:: Task statement ::
Reproduce all of the items below, swapping "report the position" for "give the location" wherever it occurs and leaving everything else unchanged.

:: Supplied data ::

■ ■ ■ ■ ■

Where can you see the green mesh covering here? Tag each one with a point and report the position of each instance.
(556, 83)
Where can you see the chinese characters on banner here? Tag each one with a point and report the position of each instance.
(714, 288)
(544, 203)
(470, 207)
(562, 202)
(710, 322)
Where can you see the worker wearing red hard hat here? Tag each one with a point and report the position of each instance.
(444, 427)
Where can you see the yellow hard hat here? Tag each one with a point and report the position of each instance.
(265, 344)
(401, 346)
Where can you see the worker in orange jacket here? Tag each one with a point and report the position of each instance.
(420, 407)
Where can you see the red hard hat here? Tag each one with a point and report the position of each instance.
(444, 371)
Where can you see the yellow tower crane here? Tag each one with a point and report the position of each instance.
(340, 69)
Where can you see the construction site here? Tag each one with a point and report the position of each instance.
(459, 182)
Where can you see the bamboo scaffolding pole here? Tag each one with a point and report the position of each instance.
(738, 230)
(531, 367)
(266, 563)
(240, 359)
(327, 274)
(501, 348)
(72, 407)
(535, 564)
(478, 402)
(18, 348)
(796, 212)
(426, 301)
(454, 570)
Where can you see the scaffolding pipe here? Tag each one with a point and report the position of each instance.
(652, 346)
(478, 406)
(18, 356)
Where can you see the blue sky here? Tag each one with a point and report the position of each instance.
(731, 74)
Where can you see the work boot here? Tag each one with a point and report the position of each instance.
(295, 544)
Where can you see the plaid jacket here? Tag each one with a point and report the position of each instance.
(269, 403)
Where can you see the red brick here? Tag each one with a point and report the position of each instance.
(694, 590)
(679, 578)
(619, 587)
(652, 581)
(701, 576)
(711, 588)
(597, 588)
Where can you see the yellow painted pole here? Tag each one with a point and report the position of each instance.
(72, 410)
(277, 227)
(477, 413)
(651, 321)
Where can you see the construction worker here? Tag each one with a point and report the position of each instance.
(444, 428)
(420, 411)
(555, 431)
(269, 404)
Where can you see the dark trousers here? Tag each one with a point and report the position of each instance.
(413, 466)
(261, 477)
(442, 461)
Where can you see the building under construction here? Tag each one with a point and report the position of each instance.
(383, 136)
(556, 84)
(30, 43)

■ ■ ■ ■ ■

:: Reply ::
Where can you see the green mesh covering here? Tag each one with a point and give the location of each instance.
(556, 83)
Where can you see the chinese characters on banner here? Tag each one with a point and give the location of each instance.
(714, 288)
(544, 203)
(470, 207)
(562, 202)
(710, 322)
Where can you see the worker wearing red hard hat here? Tag each one with a point and give the location of each instance.
(444, 427)
Where can you see the yellow hard hat here? Tag each one with a point and give the location of each instance.
(265, 344)
(401, 346)
Where can you see the worker in orange jacket here? Tag each one with a point and give the location of each instance.
(420, 407)
Where can you see the red hard hat here? Tag each one with a point and give the location of each instance.
(444, 371)
Where can you see the yellow tower crane here? Tag each one with a point and give the location of each instance.
(340, 69)
Where can you see the construction site here? Tag each one with a point and give the location of each instance.
(459, 182)
Where can you see the bamboo scaffolding pole here? Tag each one with a point and give the location of each instance.
(738, 230)
(531, 367)
(266, 563)
(240, 359)
(327, 274)
(501, 348)
(72, 407)
(535, 564)
(478, 402)
(18, 348)
(796, 212)
(426, 301)
(454, 570)
Where can you see the scaffolding pipe here? Tag each one with a point and give the location of each instance.
(652, 346)
(478, 406)
(18, 356)
Where can you see the blue sky here? Tag each one with a point and give the location of each instance.
(731, 74)
Where can you see the work boot here? Tag each one with a point and give the location of each instance.
(295, 544)
Where can you see the plaid jacket here? Tag each one with a point and give the location of each instance.
(269, 403)
Where can you see the red brick here? Tag each one with a point and give the location of each instance.
(694, 590)
(679, 578)
(619, 587)
(652, 581)
(701, 576)
(711, 588)
(597, 588)
Where can you see the yellow painted pole here? Tag each one with a point and give the location of each instance.
(72, 410)
(277, 227)
(477, 413)
(651, 321)
Where can you see the construction worker here? Tag each one with a point and give the location of each instance.
(444, 428)
(420, 411)
(555, 431)
(269, 404)
Where can you see the dark trousers here? Tag each one with a point and give the location of each instance.
(413, 466)
(261, 477)
(442, 461)
Where can you see the building under construction here? Tag each one with a point and give the location of each instance.
(383, 136)
(556, 84)
(30, 43)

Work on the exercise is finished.